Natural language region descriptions
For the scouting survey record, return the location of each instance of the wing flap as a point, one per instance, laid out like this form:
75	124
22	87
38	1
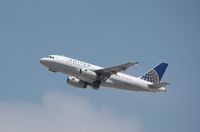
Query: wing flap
115	69
158	85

ACTION ITEM
The lines above must be transcribed exactly, with every picture left out.

TASK SOLUTION
For the scouting survey record, return the location of each instance of the wing flap as a point, one per instance, laid out like this form:
75	124
22	87
38	1
Query: wing flap
115	69
158	85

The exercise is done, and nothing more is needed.